▶ What needs to be done: Give back the whole listing exactly as shown.

▶ Source records:
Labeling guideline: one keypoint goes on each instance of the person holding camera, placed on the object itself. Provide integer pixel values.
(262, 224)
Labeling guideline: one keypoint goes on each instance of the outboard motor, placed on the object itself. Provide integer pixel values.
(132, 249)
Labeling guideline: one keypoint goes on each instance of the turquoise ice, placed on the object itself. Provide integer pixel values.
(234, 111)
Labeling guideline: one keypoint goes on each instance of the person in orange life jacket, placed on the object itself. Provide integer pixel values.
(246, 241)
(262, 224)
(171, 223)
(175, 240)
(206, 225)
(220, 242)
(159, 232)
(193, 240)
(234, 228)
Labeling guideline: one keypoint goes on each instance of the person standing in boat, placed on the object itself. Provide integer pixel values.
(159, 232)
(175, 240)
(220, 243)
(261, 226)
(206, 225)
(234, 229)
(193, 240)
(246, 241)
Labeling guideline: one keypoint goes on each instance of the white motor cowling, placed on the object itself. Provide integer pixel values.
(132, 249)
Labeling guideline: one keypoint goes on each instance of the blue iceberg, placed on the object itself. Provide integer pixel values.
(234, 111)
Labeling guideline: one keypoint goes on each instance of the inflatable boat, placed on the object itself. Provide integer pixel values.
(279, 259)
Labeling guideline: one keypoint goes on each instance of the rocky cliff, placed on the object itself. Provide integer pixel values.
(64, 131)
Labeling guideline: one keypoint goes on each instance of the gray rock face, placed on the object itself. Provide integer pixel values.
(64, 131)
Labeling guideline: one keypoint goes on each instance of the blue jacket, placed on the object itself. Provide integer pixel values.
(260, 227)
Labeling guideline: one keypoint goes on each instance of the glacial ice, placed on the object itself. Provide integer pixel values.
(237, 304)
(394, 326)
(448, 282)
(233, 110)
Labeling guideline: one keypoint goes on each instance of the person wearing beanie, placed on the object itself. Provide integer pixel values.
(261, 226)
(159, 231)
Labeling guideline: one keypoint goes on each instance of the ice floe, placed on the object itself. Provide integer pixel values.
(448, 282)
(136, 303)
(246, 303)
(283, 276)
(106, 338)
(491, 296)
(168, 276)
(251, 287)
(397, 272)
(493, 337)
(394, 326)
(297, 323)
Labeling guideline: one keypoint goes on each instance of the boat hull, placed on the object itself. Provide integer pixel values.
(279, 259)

▶ Problem solution:
Labeling guideline: one keypoint goes on each instance of the person holding camera, placed on the object itself. Provide integer pixel values.
(262, 224)
Labeling guideline: one keypoint goes on each instance of the outboard motor, placed on the object itself. Provide integer pixel values.
(132, 249)
Labeling guideline: one keypoint goes on each instance of the turquoise ice, placed on the object itself. Provide integer pixel values.
(234, 111)
Labeling guideline: one keypoint goes on each instance of the person in orange life jacket, placed on the object itself. Provide integer pixel values.
(246, 241)
(262, 224)
(171, 223)
(175, 240)
(206, 225)
(220, 242)
(159, 232)
(193, 240)
(234, 228)
Labeling guideline: one keypoint goes on each instance of the person standing in boat, placed on the object itself. Provide integer pixel values.
(159, 232)
(175, 240)
(220, 243)
(261, 226)
(206, 225)
(234, 229)
(193, 240)
(246, 241)
Labeling guideline: one keypoint goes on each instance of the white motor cowling, placed on the object itself. Provide integer pixel values.
(132, 249)
Labeling guideline: one keypoint goes on each instance of the blue iceberg, placed on the object itself. Provide integer pixel values.
(234, 111)
Labeling guideline: one keypoint goes on each instance of the inflatable boat, placed on the object itself. Provide integer pixel values.
(279, 259)
Labeling guideline: one keypoint goes on each instance of the rocky cliff, placed on the object itself. Provide integer pixel values.
(64, 131)
Labeling guideline: one keypoint goes on each instance of the gray rock face, placed on the object itself. Provide integer pixel values.
(64, 131)
Labeling guideline: one keypoint goes on each instance of the blue jacket, placed on the object itself. Provide integer pixel values.
(260, 227)
Labeling guideline: one keypoint goes on each instance of the glacial ice, placed on the object itself. Provide integer pixel values.
(237, 304)
(394, 326)
(448, 282)
(233, 110)
Labeling guideline: one keypoint goes on each instance of the person wearing beanie, placed on the object itself. Provide integer pixel values.
(261, 226)
(159, 231)
Labeling guideline: one keypoint goes on each instance of the ice floe, placed on the object itself. Provide integer pixel values.
(448, 282)
(136, 303)
(246, 303)
(283, 276)
(106, 338)
(491, 296)
(168, 276)
(251, 287)
(397, 272)
(493, 337)
(394, 326)
(297, 323)
Labeling guideline: one keypoint goes on each instance of the boat hull, placed on the object itself. Provide integer pixel values.
(279, 259)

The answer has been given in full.